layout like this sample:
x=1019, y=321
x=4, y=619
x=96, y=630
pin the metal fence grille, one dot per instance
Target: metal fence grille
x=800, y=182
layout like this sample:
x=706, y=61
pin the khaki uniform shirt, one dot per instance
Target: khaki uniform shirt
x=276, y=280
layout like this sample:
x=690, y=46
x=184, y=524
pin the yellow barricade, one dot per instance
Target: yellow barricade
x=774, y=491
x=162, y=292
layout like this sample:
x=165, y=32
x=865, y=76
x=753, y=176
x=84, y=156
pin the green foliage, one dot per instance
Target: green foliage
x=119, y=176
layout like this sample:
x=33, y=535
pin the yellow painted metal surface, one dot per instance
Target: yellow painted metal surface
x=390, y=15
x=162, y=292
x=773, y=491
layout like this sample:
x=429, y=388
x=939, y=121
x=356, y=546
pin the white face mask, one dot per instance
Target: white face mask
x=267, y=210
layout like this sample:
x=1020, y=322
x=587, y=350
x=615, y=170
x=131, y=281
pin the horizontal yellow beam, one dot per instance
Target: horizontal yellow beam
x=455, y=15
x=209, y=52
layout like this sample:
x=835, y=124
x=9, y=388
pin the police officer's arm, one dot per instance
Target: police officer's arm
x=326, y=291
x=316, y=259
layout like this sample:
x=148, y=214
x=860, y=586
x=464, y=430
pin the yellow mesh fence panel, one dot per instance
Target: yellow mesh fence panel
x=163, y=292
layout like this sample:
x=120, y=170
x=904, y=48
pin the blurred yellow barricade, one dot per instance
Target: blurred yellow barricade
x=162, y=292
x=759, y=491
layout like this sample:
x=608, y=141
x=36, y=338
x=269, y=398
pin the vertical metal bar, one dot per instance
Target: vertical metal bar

→ 작업 요구 사항:
기록의 맨 처음 줄부터 "x=800, y=182"가 들어 있는 줄까지, 양 끝 줄을 포함해 한 글자도 고치지 말고 그대로 반환하세요.

→ 문제 풀이:
layout like this sample:
x=1019, y=321
x=4, y=619
x=96, y=630
pin the metal fence grille, one dot per instance
Target: metal fence grille
x=800, y=182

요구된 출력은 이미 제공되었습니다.